How much memory/cpu/disk was used in run?

simleo commented 1 year ago

First thing is knowing what we're going to model. What does each workflow manager already provide? What could be added that's missing, and how hard would be to do that?

More generally, we need to know about any information / logging data (and how structured it is) provided by the framework that runs the workflow, not just resource usage: timestamps, user info, containerization, etc. Another useful categorization is what's available by default and what needs to be explicitly activated (e.g., user info in cwltool).

mr-c commented 1 year ago

cwltool tracks peak memory usage; and start & stop tips for jobs & steps We don't currently track peak disk usage, nor CPU time (but both could be added)

simleo commented 1 year ago

Discussed with @ilveroluca earlier this morning. One source of confusion was my suggestion of memoryRequirements or storageRequirements for the property names, which was not consistent with the question "How much memory/cpu/disk was used in run". I have now removed that suggestion from the issue's description.

### [Stated goal 1]
In the thread about resource usage in workflow runs, render the sentence "I have now removed that suggestion from the issue's description." in Spanish.
### [Stated goal 2]
Reproduce the entries word for word, from the line with "Query: coastline" through the end of the entries, and omit the pictures.

### [Dataset rows]

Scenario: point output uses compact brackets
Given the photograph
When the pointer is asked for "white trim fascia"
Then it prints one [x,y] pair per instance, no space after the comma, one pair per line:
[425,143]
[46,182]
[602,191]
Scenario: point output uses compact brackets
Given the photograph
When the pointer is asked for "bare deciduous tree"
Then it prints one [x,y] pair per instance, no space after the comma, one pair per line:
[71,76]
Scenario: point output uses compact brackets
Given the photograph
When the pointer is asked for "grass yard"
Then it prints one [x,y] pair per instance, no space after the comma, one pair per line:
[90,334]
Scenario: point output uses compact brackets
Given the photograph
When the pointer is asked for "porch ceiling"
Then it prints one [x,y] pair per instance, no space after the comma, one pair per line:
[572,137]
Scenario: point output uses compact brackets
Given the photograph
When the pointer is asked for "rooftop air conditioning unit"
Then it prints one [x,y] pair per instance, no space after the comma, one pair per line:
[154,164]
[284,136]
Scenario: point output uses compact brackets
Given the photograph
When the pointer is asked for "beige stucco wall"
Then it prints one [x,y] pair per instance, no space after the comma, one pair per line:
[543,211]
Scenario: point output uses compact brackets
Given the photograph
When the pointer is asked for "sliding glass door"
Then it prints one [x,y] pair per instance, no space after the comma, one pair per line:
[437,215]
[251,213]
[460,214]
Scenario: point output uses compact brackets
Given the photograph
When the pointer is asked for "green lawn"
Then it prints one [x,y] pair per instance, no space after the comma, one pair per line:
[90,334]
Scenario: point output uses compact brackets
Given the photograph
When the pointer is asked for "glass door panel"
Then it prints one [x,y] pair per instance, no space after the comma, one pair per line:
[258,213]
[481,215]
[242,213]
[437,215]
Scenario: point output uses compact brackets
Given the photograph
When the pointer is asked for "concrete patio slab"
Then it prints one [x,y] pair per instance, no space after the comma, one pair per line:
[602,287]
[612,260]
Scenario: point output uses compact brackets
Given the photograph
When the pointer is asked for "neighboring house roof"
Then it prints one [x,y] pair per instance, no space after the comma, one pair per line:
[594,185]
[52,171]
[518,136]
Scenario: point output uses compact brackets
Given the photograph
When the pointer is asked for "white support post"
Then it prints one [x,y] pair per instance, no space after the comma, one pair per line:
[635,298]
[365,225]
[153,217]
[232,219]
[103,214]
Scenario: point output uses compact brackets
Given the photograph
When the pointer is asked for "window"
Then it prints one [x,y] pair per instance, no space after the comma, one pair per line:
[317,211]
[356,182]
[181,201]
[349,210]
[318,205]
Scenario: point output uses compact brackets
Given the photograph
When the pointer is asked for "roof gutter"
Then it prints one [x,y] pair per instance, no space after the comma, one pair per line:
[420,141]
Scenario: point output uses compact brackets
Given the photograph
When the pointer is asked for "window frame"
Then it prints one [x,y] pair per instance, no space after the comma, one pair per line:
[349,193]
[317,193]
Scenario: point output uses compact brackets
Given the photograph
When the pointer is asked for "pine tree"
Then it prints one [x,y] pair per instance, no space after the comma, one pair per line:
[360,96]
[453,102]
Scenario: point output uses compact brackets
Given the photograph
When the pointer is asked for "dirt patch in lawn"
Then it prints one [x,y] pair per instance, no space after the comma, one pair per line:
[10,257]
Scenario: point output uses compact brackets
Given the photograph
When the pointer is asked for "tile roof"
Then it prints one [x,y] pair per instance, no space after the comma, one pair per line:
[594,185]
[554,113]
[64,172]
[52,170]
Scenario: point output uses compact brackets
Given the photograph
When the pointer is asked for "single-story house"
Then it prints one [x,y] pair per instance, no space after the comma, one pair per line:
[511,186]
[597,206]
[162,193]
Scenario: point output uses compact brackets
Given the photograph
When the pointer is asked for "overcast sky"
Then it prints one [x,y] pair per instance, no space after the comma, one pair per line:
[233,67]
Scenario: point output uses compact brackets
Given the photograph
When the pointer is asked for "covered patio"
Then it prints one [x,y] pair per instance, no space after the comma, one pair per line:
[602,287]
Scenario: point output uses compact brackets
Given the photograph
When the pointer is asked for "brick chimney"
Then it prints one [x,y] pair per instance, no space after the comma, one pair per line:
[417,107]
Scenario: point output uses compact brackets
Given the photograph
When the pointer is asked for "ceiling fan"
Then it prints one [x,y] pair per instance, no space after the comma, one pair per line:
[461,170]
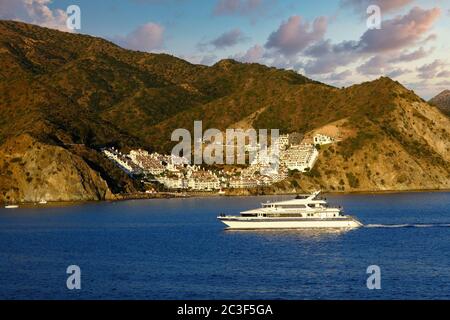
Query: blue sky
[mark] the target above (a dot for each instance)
(326, 40)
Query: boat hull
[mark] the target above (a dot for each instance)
(258, 224)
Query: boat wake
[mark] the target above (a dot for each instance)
(414, 225)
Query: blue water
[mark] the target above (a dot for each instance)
(176, 249)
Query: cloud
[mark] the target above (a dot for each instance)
(433, 70)
(35, 12)
(374, 66)
(209, 60)
(228, 39)
(241, 7)
(147, 37)
(397, 72)
(386, 6)
(399, 32)
(339, 76)
(411, 56)
(254, 54)
(295, 35)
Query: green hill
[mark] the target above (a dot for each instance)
(75, 93)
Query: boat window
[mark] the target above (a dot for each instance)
(293, 206)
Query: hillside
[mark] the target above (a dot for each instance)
(70, 95)
(442, 101)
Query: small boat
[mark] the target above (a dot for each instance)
(305, 211)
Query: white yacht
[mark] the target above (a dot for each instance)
(305, 211)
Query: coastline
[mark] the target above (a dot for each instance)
(190, 195)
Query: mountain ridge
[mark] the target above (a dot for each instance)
(79, 93)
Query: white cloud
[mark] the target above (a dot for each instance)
(34, 11)
(147, 37)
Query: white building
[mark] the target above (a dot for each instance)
(300, 157)
(321, 139)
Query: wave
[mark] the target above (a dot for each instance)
(406, 225)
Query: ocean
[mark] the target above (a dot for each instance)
(177, 249)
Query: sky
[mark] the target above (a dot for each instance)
(326, 40)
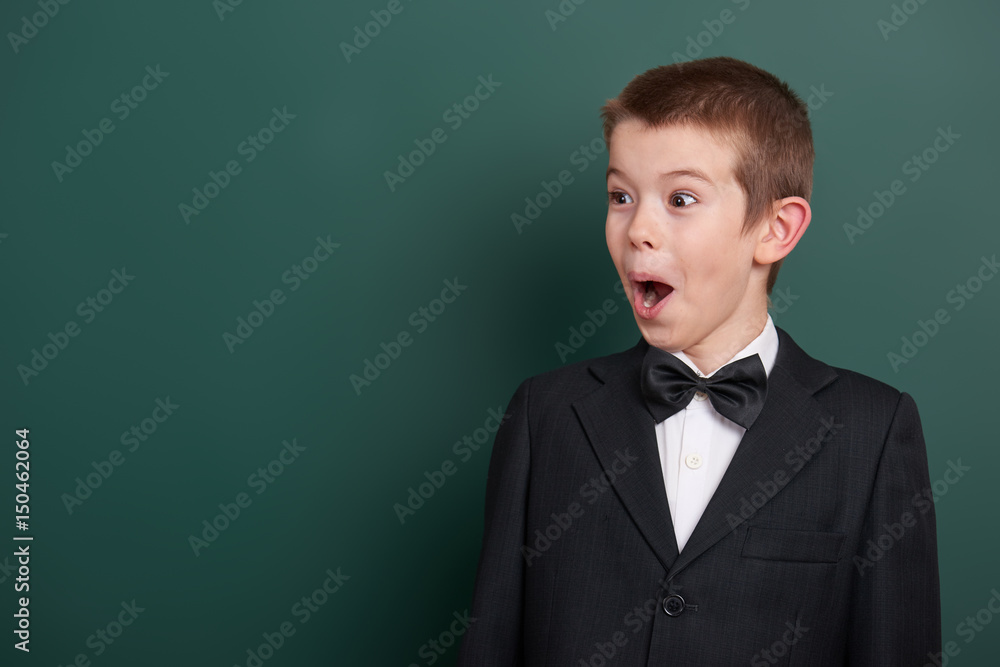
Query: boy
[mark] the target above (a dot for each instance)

### [Final answer 1]
Ahora he eliminado esa sugerencia de la descripción del problema.

### [Final answer 2]
Query: coastline
[mark] the target above (a dot for each instance)
(190, 195)
Query: mountain ridge
[mark] the target above (a dot for each instance)
(79, 93)
Query: white cloud
[mark] the target above (a dot for each instance)
(34, 11)
(147, 37)
Query: white building
[mark] the target above (a dot for each instance)
(300, 157)
(321, 139)
Query: wave
[mark] the target above (a dot for each instance)
(406, 225)
Query: ocean
[mark] the target above (a dot for each instance)
(177, 249)
Query: sky
[mark] the target above (a dot for each instance)
(326, 40)
Query: boy
[mark] the target above (a dot for each instance)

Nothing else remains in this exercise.